===== Passage given

It’s not been easy. He’s worked the last 12 months without a break, and when he moved in, he and his partner Rachel and their baby daughter lived in the bedroom above the front entrance as the hotel was being gutted and refurbished around them. “We spent the first five weeks just clearing the place out,” he said. “It’s only because we’re young enough and daft enough that we’d take something like this on.”
Finding a general manager like David Lapsley must have helped. The son of the Tiree policeman, and a former soldier with the Argylls, Lapsley is that rare creature: someone who who can convey his passion for food and drink without leaving the customer feeling browbeaten or hopelessly ignorant. “If you are passionate about putting the best food and drink you can find in front of people,” he says, “this job is really simple.”
Between them, they have plenty of plans. Already, they are trying to lure visitors from Oban by taking the cost of the train ticket from their bills, have introduced loyalty cards for locals and midweek pensioners’ lunches at less than £8. In the future they plan to build on their whisky tastings (a flight of 12, 14 and 21-year-old Balvenies for £13, anyone?), introduce meals based around their excellent wine list and craft beers and buy a few mountain bikes to hire out.

==========
===== Supplied material

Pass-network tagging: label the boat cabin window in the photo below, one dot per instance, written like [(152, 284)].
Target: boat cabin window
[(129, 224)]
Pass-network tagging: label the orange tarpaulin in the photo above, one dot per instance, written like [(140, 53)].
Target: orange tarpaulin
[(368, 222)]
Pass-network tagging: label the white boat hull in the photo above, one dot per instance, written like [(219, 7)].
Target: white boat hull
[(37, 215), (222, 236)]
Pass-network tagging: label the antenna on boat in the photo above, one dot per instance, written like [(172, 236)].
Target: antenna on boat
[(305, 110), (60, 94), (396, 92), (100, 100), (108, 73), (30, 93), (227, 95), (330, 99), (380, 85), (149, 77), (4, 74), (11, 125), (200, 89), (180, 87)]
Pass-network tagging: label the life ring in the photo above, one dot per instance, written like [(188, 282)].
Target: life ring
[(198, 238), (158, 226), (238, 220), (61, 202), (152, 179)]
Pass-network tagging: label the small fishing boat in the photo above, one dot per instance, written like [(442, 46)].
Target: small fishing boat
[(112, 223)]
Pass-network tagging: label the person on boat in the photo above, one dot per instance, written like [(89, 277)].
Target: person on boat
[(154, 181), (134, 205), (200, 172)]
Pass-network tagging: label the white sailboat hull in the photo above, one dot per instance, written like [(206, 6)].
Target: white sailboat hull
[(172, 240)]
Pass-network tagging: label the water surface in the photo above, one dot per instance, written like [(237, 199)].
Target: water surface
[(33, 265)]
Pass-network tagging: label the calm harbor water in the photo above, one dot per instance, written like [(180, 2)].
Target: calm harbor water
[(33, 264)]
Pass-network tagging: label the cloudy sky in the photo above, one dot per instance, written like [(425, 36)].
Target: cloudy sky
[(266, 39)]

==========

Instructions:
A. Retype the passage about the hotel from "Between them, they" up to and including "to hire out.".
B. Summarize the passage about the hotel in two sentences.
C. In the passage about the hotel, how are visitors from Oban being encouraged to come?

Completed exercise:
A.
Between them, they have plenty of plans. Already, they are trying to lure visitors from Oban by taking the cost of the train ticket from their bills, have introduced loyalty cards for locals and midweek pensioners’ lunches at less than £8. In the future they plan to build on their whisky tastings (a flight of 12, 14 and 21-year-old Balvenies for £13, anyone?), introduce meals based around their excellent wine list and craft beers and buy a few mountain bikes to hire out.

B. The man who took on the hotel has worked for 12 months without a break, at first living with his partner Rachel and their baby daughter in a bedroom above the front entrance while the building was gutted and refurbished around them. With general manager David Lapsley, a former Argylls soldier who conveys his passion for food and drink without browbeating customers, he is drawing in visitors and locals through train-fare discounts, loyalty cards and cheap pensioners' lunches, and plans more whisky tastings, meals built around the wine list and craft beers, and mountain bike hire.

C. The cost of their train ticket is taken off their bills.